# ASSIGNMENT:
Directions for the data below: repeat exactly the lines from the one with "Task: mark each instance of the baseboard" through the one with "Task: mark each instance of the electrical", both included, and omit all pictures.

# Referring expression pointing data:
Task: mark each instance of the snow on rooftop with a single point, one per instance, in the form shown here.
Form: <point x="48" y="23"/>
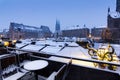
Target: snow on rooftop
<point x="114" y="14"/>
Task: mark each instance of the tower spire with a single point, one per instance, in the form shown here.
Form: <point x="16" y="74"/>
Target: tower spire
<point x="118" y="5"/>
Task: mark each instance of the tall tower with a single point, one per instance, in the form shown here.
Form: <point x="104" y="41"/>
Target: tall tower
<point x="118" y="5"/>
<point x="57" y="26"/>
<point x="57" y="29"/>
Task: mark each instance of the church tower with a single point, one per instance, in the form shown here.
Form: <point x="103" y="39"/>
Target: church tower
<point x="118" y="5"/>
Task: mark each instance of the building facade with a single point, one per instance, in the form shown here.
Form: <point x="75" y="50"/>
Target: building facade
<point x="57" y="29"/>
<point x="96" y="33"/>
<point x="113" y="21"/>
<point x="21" y="31"/>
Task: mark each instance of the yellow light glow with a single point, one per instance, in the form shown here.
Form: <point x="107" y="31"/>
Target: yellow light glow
<point x="14" y="41"/>
<point x="6" y="43"/>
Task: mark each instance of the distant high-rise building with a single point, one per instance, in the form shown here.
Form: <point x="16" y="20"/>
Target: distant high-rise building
<point x="57" y="29"/>
<point x="118" y="5"/>
<point x="57" y="26"/>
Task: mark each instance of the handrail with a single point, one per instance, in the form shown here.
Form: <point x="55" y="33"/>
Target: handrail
<point x="88" y="60"/>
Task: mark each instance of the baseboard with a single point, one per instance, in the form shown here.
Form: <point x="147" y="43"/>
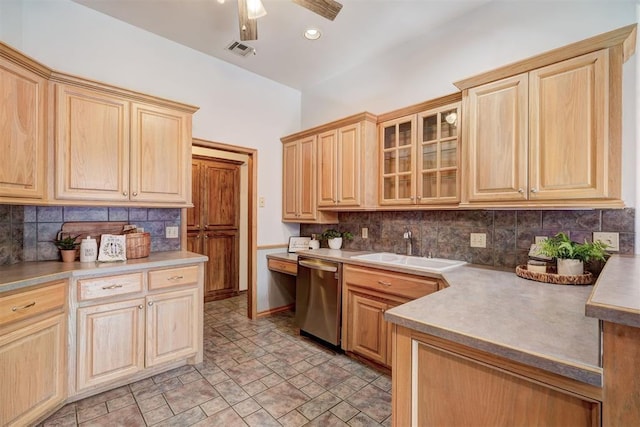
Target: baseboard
<point x="276" y="310"/>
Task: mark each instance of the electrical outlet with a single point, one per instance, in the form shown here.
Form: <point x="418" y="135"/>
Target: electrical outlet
<point x="171" y="232"/>
<point x="478" y="240"/>
<point x="611" y="239"/>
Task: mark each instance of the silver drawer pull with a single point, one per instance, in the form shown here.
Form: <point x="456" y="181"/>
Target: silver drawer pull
<point x="23" y="307"/>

# SOLUTION FOR THIS PROBLEM:
Task: mark each instance of the baseboard with a single point, one per instance, in the form shown here.
Form: <point x="147" y="43"/>
Target: baseboard
<point x="276" y="310"/>
Task: mark each instance of the electrical outlet with a single point, one per instance, in the form shown here.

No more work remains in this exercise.